**** TRECHO FORNECIDO

Carlos Brito: “Somos uma empresa de princípios e somos fanaticamente aderidos a eles. Me orgulho muito disso” (Bloomberg/Getty Images)
Lucas Amorim
Publicado em 17 de junho de 2021 às 13h58.
Última atualização em 18 de junho de 2021 às 09h02.
Nas últimas semanas o carioca Carlos Brito mantém a tradicional rotina intensa de trabalho na sede da ABInBev, em Nova York. Começa a despachar às 5h, ainda de casa, e fica conectado até as 20h para poder falar com executivos dos mais variados fuso-horários. Sem as 800 horas anuais em avião para lá e para cá, o CEO da maior cervejaria do planeta também se rendeu a reuniões virtuais, mescladas a encontros presenciais no escritório, que funciona em rotação de equipes desde a volta gradual, em setembro.
"Sinto falta de conhecer o cliente, de ver o mercado, de ir às agências ver o trabalho das campanhas, de tomar café da manhã com os talentos que estamos contratando, de tomar um chope com os colegas no fim do dia”, afirma. Tudo isso faz falta, e fez de seu derradeiro ano na companhia uma jornada pra lá de sui generis.

********
**** DADOS DISPONÍVEIS

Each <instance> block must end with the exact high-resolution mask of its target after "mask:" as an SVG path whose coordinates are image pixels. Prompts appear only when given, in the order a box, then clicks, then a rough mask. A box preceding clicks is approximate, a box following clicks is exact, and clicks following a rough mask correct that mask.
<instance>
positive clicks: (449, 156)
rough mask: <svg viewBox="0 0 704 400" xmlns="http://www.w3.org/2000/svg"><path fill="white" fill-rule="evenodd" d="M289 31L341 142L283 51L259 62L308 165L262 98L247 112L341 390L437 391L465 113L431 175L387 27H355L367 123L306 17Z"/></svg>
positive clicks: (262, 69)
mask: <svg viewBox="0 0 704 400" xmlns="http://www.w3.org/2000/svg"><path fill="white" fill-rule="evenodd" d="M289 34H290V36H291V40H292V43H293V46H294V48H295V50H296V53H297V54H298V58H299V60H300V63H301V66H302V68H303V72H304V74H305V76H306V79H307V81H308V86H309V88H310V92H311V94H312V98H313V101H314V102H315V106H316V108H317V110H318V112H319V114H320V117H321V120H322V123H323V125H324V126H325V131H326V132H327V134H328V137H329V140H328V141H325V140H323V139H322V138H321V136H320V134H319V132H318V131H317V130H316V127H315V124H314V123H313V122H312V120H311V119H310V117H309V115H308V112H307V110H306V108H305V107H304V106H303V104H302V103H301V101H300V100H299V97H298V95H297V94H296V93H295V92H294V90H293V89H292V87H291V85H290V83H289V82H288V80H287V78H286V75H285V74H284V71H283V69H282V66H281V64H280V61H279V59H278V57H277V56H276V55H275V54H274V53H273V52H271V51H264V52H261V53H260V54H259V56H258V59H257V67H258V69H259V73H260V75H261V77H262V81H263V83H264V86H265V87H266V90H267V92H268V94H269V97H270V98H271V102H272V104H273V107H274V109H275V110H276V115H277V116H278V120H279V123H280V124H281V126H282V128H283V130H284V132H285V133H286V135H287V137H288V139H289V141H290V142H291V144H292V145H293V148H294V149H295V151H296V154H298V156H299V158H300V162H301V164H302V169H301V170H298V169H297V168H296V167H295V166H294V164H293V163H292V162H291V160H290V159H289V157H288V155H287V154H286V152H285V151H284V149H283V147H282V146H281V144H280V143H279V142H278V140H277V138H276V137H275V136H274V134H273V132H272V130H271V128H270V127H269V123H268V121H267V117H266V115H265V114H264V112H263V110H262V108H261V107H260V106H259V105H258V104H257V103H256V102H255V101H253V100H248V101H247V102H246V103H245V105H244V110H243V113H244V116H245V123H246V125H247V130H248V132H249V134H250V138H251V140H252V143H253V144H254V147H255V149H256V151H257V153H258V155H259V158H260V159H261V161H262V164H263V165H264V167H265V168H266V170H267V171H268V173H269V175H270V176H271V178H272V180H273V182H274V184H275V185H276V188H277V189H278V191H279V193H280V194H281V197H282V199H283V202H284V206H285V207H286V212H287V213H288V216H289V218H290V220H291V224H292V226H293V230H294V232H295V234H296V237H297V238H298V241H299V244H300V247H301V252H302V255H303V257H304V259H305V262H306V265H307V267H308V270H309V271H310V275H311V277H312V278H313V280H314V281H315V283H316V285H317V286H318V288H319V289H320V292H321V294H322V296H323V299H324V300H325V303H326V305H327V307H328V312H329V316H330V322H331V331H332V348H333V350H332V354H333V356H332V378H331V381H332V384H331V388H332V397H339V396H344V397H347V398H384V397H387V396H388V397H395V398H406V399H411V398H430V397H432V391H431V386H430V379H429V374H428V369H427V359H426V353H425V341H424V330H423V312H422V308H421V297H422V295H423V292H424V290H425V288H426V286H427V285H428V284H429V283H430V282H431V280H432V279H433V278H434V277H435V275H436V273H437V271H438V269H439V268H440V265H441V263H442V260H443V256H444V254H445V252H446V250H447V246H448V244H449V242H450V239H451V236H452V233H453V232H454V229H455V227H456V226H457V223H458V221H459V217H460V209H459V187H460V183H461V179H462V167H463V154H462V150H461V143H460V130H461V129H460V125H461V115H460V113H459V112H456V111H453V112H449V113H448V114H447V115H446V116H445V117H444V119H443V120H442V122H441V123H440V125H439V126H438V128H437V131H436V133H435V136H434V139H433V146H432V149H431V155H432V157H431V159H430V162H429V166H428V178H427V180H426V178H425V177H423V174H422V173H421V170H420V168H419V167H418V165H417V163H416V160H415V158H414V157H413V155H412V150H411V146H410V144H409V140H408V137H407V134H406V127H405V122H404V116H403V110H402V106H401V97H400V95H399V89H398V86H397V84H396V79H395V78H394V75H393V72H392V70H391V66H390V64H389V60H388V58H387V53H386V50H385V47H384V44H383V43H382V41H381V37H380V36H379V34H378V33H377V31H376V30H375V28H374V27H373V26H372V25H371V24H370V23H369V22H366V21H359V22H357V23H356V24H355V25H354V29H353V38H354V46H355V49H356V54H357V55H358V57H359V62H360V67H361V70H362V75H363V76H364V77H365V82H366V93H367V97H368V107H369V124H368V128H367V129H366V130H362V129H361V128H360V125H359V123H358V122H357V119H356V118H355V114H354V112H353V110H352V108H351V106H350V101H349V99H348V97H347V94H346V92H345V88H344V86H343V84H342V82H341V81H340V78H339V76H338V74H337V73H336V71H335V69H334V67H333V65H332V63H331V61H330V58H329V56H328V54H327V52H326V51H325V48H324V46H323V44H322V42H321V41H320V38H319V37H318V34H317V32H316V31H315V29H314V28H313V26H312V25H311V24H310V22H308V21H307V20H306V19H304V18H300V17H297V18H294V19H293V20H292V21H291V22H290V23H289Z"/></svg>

********

TAREFAS PROPOSTAS
#1 Liste tudo aquilo de que Carlos Brito afirma sentir falta, segundo o trecho fornecido.
#2 Identifique todas as linhas dos dados armazenados que contêm a palavra "positive", levando em conta a distinção entre maiúsculas e minúsculas.

RESPOSTAS EM SEQUÊNCIA
#1
- Conhecer o cliente
- Ver o mercado
- Ir às agências ver o trabalho das campanhas
- Tomar café da manhã com os talentos que estão contratando
- Tomar um chope com os colegas no fim do dia

#2
positive clicks: (449, 156)
positive clicks: (262, 69)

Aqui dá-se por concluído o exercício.